>> BEGIN

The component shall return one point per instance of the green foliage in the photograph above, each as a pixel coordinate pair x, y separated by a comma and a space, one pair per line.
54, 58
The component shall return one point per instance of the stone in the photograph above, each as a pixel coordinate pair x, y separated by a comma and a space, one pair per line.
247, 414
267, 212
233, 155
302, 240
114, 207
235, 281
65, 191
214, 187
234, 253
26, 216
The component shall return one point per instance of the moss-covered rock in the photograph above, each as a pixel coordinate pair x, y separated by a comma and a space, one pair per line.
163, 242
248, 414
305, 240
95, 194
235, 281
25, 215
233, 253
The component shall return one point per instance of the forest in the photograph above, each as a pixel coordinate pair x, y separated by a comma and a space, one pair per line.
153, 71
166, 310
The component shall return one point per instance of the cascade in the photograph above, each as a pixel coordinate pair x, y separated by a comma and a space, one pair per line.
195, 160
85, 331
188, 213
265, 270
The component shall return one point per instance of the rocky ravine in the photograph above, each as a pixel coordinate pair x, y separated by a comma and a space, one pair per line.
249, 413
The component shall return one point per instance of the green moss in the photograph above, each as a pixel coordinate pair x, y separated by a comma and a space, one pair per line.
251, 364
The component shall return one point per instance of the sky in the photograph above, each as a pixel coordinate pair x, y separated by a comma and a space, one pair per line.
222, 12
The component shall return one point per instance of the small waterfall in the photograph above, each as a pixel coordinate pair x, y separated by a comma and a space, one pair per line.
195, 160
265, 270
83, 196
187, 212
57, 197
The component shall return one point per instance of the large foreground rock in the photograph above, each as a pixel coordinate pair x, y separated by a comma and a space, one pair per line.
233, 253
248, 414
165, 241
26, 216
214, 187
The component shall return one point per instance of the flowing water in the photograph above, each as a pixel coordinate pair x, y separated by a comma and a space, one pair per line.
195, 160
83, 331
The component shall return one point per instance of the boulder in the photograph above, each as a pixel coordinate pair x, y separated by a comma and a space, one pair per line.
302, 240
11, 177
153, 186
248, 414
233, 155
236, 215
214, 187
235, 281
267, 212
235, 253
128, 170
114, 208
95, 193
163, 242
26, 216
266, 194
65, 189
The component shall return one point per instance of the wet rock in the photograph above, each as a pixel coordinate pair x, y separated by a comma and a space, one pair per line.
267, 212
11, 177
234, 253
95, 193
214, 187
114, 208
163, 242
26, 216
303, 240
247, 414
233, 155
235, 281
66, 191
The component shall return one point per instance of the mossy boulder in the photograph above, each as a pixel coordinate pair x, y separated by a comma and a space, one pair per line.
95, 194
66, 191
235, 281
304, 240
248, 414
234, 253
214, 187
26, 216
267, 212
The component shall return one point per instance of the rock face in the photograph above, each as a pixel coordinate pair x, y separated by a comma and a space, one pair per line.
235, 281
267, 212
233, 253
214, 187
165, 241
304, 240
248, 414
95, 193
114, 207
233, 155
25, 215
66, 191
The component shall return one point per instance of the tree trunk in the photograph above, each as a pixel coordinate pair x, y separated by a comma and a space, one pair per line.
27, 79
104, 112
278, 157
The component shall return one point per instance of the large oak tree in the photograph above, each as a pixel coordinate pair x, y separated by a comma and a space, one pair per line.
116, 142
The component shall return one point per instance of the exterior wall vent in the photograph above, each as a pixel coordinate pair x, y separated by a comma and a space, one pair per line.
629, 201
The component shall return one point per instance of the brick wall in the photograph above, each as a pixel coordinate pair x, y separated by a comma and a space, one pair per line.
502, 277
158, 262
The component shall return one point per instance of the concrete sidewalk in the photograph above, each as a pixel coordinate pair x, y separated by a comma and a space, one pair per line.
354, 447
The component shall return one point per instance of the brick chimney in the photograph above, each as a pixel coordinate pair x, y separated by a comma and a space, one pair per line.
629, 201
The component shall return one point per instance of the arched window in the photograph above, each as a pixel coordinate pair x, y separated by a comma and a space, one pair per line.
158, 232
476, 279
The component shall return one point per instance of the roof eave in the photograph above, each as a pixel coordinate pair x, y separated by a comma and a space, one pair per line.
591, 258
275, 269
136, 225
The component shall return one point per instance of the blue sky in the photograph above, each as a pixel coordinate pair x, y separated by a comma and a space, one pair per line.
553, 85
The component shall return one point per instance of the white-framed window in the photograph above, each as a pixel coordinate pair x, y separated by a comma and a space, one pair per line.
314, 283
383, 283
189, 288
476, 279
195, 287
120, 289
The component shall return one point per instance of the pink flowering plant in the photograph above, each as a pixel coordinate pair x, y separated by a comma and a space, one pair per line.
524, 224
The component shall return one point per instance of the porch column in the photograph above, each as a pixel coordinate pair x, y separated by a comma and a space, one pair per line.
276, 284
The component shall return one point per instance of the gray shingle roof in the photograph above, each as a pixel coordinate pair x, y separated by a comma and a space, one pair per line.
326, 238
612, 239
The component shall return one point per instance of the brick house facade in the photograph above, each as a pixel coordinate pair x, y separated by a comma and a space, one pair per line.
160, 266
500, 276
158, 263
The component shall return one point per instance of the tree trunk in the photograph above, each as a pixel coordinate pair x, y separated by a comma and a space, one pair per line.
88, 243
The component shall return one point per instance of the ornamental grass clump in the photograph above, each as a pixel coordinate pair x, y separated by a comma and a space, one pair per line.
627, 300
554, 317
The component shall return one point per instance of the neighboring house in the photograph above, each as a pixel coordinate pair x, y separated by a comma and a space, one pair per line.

>> END

* _Directive_
Exactly reproduce every record.

* _Solution_
The component shall return one point per instance of the green foliage in the photograph above, each as a pixel coordinate pair x, y separated by a comma and a space, one pair per line.
54, 58
The component shall return one point per instance of the stone in the photograph above, each as a pixel coordinate pair x, y separated by a comma and a space, one pair per line.
247, 414
267, 212
233, 155
302, 240
114, 207
235, 281
65, 191
214, 187
234, 253
26, 216
The component shall return one point per instance of the moss-covered rock in the photograph above, each as a pixel coordinate pair x, y separated by a comma and a space, one pair per line.
163, 242
248, 414
305, 240
95, 194
235, 281
25, 215
233, 253
The component shall return one point per instance of the forest in the photograph above, each as a pixel coordinate pair x, y separated by a comma and a space, one pair per line.
153, 71
166, 310
The component shall return one point per instance of the cascade in the photograph above, each as a pixel coordinate pair x, y separated by a comma and a space, one pair per line.
195, 160
85, 331
188, 213
265, 270
The component shall return one point per instance of the rocky ravine in the photograph above, each as a pixel coordinate pair x, y separated by a comma and a space, one pair per line.
249, 413
The component shall return one point per instance of the green moss in the photograph above, each as a pixel coordinate pair x, y separated by a comma and a space, one pair per line.
251, 364
The component shall return one point per instance of the sky in the photograph above, each as a pixel coordinate pair x, y separated by a comma and a space, one pair per line.
222, 12
The component shall return one point per instance of the small waterfall in the photograph above, each as a pixel coordinate pair x, y separated by a comma and a space, one pair per line.
195, 160
265, 270
83, 196
187, 212
57, 197
The component shall return one point per instance of the large foreground rock in the photograph above, each as a pixel coordinate pair x, y separated by a comma and a space, one pair per line.
233, 253
248, 414
165, 241
26, 216
214, 187
The component shall return one point per instance of the flowing water in the photograph above, each as a pixel coordinate pair x, y separated by a comma and a space, one pair per line.
195, 160
83, 331
The component shall return one point per instance of the boulder in the photograph above, each as a pixel coordinate pair x, y separated by a comma and a space, one pair per line.
302, 240
11, 177
153, 186
248, 414
233, 155
236, 215
214, 187
235, 281
267, 212
235, 253
128, 170
114, 208
95, 193
163, 242
26, 216
266, 194
65, 189
The component shall return one point per instance of the wet rock in the photograph above, each as a pixel coordinate pair x, y separated by a comma and a space, one pair per line.
267, 212
11, 177
234, 253
95, 193
214, 187
114, 208
163, 242
26, 216
303, 240
247, 414
233, 155
235, 281
66, 191
The component shall return one point per instance of the mossy boulder in the photograph above, each as a pixel coordinate pair x, y separated by a comma and a space, one pair per line.
95, 194
66, 191
235, 281
304, 240
248, 414
234, 253
214, 187
26, 216
267, 212
The component shall return one point per instance of the rock face in the photograph above, each as a pixel coordinate pair x, y separated by a comma and a space, one pair per line.
235, 281
267, 212
233, 253
214, 187
165, 241
304, 240
248, 414
95, 193
114, 207
233, 155
25, 215
66, 191
The component shall return one point per instance of the tree trunk in the photograph above, each as a pixel coordinate pair x, y separated by a comma and a space, one pair per line.
27, 79
104, 112
278, 157
The component shall return one point per instance of the large oak tree in the photograph above, each as a pixel coordinate pair x, y separated by a comma and a space, one pair per line.
116, 142
The component shall return one point per instance of the exterior wall vent in the photograph above, each as a pixel coordinate pair x, y separated by a comma and a space, one pair per line.
629, 201
The component shall return one point per instance of the brick wall in the photograph above, each as a pixel coordinate pair x, y separated by a comma and a space, one pair per line.
502, 277
158, 262
The component shall return one point per instance of the concrete sidewalk in the photograph above, each as a pixel coordinate pair x, y separated by a comma and a space, one pair per line.
354, 447
The component shall return one point per instance of the brick chimney in the photograph above, each as a pixel coordinate pair x, y separated by a comma and a space, one pair per line.
629, 201
The component shall return one point per instance of the arched window in the photograph above, each as a pixel coordinate pair x, y separated by a comma and a space, one pair per line.
158, 232
476, 279
The component shall return one point per instance of the roof eave in the photograph above, each as a pixel coordinate pair x, y separated by a comma and a space, one pair per line.
591, 258
275, 269
136, 225
The component shall return one point per instance of the blue sky in the photograph above, each as a pixel coordinate pair x, y separated by a comma and a space, one pair per line.
553, 85
The component shall return one point per instance of the white-framed window in the photograph above, each as a pixel coordinate pair x, y separated by a comma and a space, one pair per line.
314, 283
383, 283
189, 288
476, 279
195, 287
120, 289
The component shall return one point per instance of the pink flowering plant in the photograph above, each as a pixel coordinate pair x, y separated by a comma and a space, one pair per line.
524, 224
The component shall return one point per instance of the porch column in the photograph above, each as a pixel coordinate pair x, y separated by a comma and a space, one pair per line.
276, 284
The component shall return one point per instance of the gray shingle roof in the photograph above, each as a pixel coordinate pair x, y separated by a comma and a space, one pair per line.
326, 238
612, 239
The component shall return one point per instance of the brick house facade in the photograph above, each as a pixel coordinate pair x, y separated by a comma and a space, one pair per line.
160, 266
500, 276
158, 263
The component shall return one point per instance of the tree trunk in the photograph above, each as a pixel coordinate pair x, y separated by a comma and a space, one pair per line.
88, 243
The component shall return one point per instance of the ornamental grass clump in the photograph above, each as a pixel coordinate pair x, y separated by a comma and a space, one pair per line.
627, 300
554, 317
The component shall return one point per instance of the neighboring house in the photograph above, each as a pixel coordinate pair x, y separated by a comma and a space, one pair per line.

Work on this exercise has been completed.